▸ **Page text**:
What Is Behind The New Jersey
CJD Cluster?
By James Donahue
Something bizarre occurred
in and around the community of Cherry Hill, New Jersey,
in recent years, and at least one area woman wants to know what it was.
At least 13 people have
died from the dreaded brain wasting Cruetzfeldt-Jakob disease, and all can be in some way linked to a local racetrack between
1988 and 1992.
Author Janet Skarbek,
whose personal friend was among the victims, collected information on all of the victims and presented her theory that all
of them died from eating tainted meat at the Garden State Racetrack food service.
Five of the deaths occurred
within a two-county area of northern New Jersey within a
15-month period, Skarbek noted.
Her story made headlines
in May when she argued that she believes the victims all died of the human form of bovine spongiform encephalopathy, or “mad
cow disease.”
A report released by
the Alabama Cooperative Extension Service, however, disputes Skarbek’s story.

Saved data entries:
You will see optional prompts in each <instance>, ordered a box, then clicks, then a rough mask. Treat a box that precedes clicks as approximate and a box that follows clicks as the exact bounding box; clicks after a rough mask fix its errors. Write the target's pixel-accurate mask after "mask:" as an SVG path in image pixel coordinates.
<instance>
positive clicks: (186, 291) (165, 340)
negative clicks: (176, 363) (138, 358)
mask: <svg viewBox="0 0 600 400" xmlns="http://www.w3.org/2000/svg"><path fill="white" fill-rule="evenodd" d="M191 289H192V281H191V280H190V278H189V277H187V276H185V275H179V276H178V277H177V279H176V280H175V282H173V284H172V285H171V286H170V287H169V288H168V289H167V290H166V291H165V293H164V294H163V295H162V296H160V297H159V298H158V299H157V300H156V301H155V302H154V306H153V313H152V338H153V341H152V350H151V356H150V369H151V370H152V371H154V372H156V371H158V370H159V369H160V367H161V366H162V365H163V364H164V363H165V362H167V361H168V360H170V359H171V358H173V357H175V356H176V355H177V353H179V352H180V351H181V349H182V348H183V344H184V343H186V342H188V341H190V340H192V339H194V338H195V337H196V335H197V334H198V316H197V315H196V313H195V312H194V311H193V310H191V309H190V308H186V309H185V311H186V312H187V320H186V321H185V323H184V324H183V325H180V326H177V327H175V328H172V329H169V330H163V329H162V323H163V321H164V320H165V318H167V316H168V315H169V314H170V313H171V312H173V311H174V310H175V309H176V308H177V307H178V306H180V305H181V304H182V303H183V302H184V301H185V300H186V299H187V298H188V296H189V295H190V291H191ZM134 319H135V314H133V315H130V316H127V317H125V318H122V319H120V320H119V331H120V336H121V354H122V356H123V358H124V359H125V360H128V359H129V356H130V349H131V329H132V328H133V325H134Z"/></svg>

▸ **Problems and tasks**:
a: Answer these from the CJD cluster article:
(i) How many people does it say have died of Creutzfeldt-Jakob disease?
(ii) Where did Janet Skarbek believe the victims ate tainted meat?
(iii) Which organization released a report disputing her story?
b: Summarize the CJD cluster article in two sentences.
c: Extend the CJD cluster article from its last sentence.
The saved data entries have nothing to do with this work.

▸ **Answer set**:
a:
(i) At least 13 people.
(ii) At the Garden State Racetrack food service.
(iii) The Alabama Cooperative Extension Service.

b: At least 13 people in and around Cherry Hill, New Jersey, have died of Creutzfeldt-Jakob disease, and all can be linked to a local racetrack between 1988 and 1992. Author Janet Skarbek argued that they died of the human form of mad cow disease from tainted meat at the Garden State Racetrack food service, but a report from the Alabama Cooperative Extension Service disputes her story.

c:
The report from Dr. Jean
Weese, an extension food scientist and associate professor of nutrition at Auburn
University, said the problem is that none of the Cherry Hill
cases are identified with the variant form of CJD, considered to be linked to mad cow disease.
The cause of the more
common “sporadic form” of Cruetzfeldt-Jakob disease, remains a mystery. And there lies the problem with solving
the source of the 13 Cherry Hill deaths. If not from tainted meat, what other common ingredient
existed in these people’s lives? That they all worked, or were in some way associated with the racetrack may be an important
clue.
“At this point,
all we know for sure is that Skarbek has amassed a set of facts that probably would frighten most people,” Weese said.
She said other than this, any conclusive link between the CJD cases and the racetrack has eluded her.
Skarbek asks if perhaps
the cluster of CJD cases isn’t yet another form of CJD that originated at the track, or on some farm in the United States that provides meat for the food service.
Skarbek’s theories
have been all but pooh-poohed by the extension service and other forms of medical and government officialdom and for good
reason.
All of these agencies
are government financed, and the government feeds heavily on support from the American beef industry. And the cattlemen have
done a very good job of covering up the fact that mad cow disease is present in American beef.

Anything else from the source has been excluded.